━━ Selection ━━
In terms of box office, the season has not been satisfying at the Metropolitan Opera. Sold-out new productions of The Magic Flute and Rodelinda notwithstanding, overall attendance still hasn’t bounced back from 9/11, which made stay-at-homes of Met lovers in Japan, Europe and the rest of the United States. As the 2004-5 season enters the homestretch, the Met’s box office has been running at roughly 10 per cent lower than it did before 9/11, when more than 90 percent of the hall’s 3,800 seats were regularly filled. Although nothing short of Armageddon would keep local opera fans away, many out-of-towners for whom a visit to New York used to be unthinkable without a pilgrimage to Broadway and 65th Street have apparently found that they can lead a perfectly happy life by spending the same amount of money on, say, a beach in the Caribbean. Even at a time when the dollar is down, going to the Met remains an expensive habit; once broken, it’s easily kicked.
The absentees are missing out: This season has produced Julie Taymor’s enchanting Magic Flute (which is currently enjoying a spring revival) and made the big house congenial to the Baroque charms of Stephen Wadsworth’s Rodelinda-a batting average with new productions twice as high as one expects from the Met. (Still to come are a new Faust, on April 21, and a rarity-Franco Alfano’s Cyrano de Bergerac-on May 13.) But even more noteworthy is the extraordinary level of performance, which has refreshed one revival after another. There’s a vividness of singing and acting onstage that I haven’t seen with such regularity at the Met in years. And it’s been coming not simply from Great Dependables like Olga Borodina’s formidable Carmen, Karita Mattila’s harrowing Katya Kabanova or Ferruccio Furlanetto’s magnificent King Philip in Don Carlo, but from newcomers who show promise of having the quality that’s always been the Met’s lifeblood: star power.
“The real thing” is the cry of recognition when someone fresh has just reaffirmed the future of this impossible art form. That “thing,” of course, is elusive. Beauty of sound, dramatic presence and personal magnetism help, but what pulls us toward one singer and not another is as mysterious as what makes us fall in love. The voice is the most unmediated of musical instruments, and great opera stars share a capacity to deepen our sense of what it means to be human. With a performer like Caruso, Callas, Pinza, Pavarotti, Stratas, Terfel or Hunt Lieberson, we aren’t just listening to glorious singing, we’re hearing truth.
I heard it last October at the opening night of the new Magic Flute in the radiant oomph of Dorothea Röschmann’s Pamina. Ms. Röschmann, a German soprano who made a beguiling Susanna in last season’s The Marriage of Figaro, was visibly pregnant, both with child and voice, and the bloom she brought to Mozart’s plucky damsel in distress outshone even Ms. Taymor’s most spectacular stage inventions.
━━━
━━ Supplied information ━━
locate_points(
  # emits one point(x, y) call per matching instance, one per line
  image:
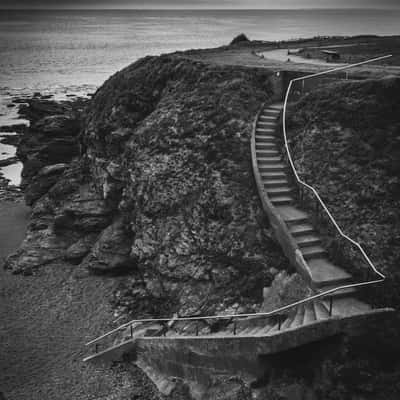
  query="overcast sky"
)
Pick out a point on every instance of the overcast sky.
point(164, 4)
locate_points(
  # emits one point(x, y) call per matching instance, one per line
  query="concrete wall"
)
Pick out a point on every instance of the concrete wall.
point(201, 362)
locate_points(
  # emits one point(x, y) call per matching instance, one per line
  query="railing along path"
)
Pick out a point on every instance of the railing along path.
point(282, 310)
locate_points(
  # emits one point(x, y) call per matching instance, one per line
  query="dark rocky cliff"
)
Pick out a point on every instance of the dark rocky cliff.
point(156, 184)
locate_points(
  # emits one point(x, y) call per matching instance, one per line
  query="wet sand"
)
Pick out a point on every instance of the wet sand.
point(45, 320)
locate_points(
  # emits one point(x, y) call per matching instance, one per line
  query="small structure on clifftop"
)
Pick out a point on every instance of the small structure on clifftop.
point(242, 38)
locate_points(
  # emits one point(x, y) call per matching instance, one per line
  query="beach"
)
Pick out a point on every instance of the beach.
point(45, 320)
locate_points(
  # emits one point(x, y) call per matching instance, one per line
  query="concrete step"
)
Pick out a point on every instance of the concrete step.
point(288, 320)
point(301, 229)
point(279, 191)
point(266, 119)
point(271, 131)
point(266, 126)
point(276, 106)
point(347, 306)
point(323, 272)
point(274, 175)
point(321, 312)
point(264, 331)
point(268, 183)
point(348, 292)
point(307, 239)
point(292, 214)
point(265, 161)
point(270, 111)
point(298, 319)
point(282, 200)
point(266, 139)
point(309, 313)
point(313, 252)
point(272, 167)
point(265, 146)
point(267, 153)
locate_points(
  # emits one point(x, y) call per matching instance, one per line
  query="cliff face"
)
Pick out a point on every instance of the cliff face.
point(345, 141)
point(162, 190)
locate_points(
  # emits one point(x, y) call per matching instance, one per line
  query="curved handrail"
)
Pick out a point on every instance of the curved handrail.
point(305, 184)
point(300, 181)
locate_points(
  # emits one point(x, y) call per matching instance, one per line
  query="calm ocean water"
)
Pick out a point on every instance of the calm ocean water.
point(75, 51)
point(65, 48)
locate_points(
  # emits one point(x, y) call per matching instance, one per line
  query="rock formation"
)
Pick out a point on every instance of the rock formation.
point(153, 179)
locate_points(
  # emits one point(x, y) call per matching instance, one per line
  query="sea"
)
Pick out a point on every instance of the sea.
point(70, 53)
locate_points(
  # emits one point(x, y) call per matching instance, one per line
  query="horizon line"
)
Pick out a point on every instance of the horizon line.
point(204, 9)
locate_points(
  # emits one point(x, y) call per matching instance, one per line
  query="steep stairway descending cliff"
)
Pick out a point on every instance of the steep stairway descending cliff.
point(191, 349)
point(276, 186)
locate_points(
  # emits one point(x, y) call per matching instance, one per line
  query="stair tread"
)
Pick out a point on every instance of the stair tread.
point(307, 239)
point(324, 272)
point(265, 153)
point(290, 213)
point(298, 319)
point(309, 313)
point(268, 138)
point(313, 252)
point(282, 199)
point(347, 306)
point(275, 165)
point(340, 292)
point(321, 312)
point(273, 175)
point(299, 229)
point(278, 182)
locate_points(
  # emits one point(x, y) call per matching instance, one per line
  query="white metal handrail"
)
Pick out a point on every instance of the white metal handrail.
point(297, 303)
point(300, 181)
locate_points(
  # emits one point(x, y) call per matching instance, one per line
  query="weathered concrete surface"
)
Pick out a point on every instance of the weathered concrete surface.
point(202, 362)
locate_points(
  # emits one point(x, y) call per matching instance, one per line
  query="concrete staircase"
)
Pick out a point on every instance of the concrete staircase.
point(275, 179)
point(186, 348)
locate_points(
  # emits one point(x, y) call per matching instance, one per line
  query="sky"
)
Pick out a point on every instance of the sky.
point(202, 4)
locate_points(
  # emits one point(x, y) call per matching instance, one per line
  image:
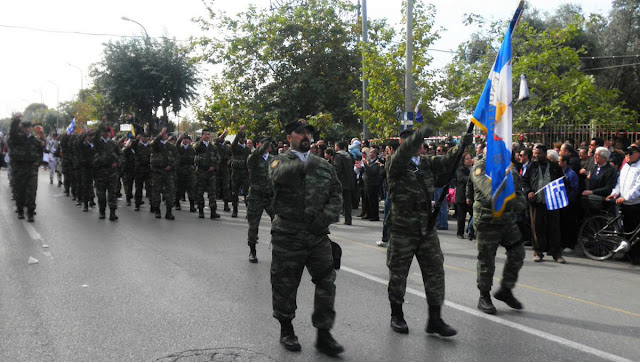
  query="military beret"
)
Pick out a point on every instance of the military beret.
point(298, 126)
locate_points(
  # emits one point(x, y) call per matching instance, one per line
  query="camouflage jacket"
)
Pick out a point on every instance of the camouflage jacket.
point(23, 149)
point(163, 155)
point(411, 186)
point(482, 212)
point(107, 152)
point(307, 196)
point(206, 156)
point(186, 158)
point(259, 182)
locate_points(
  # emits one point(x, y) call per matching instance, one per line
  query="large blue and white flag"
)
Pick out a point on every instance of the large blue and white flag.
━━━
> **Stated task**:
Translate this sentence from the piece on the Metropolitan Opera's season into Spanish: "The voice is the most unmediated of musical instruments, and great opera stars share a capacity to deepen our sense of what it means to be human."

> **Correct answer**:
La voz es el más directo de los instrumentos musicales, y las grandes estrellas de la ópera comparten la capacidad de profundizar nuestra comprensión de lo que significa ser humano.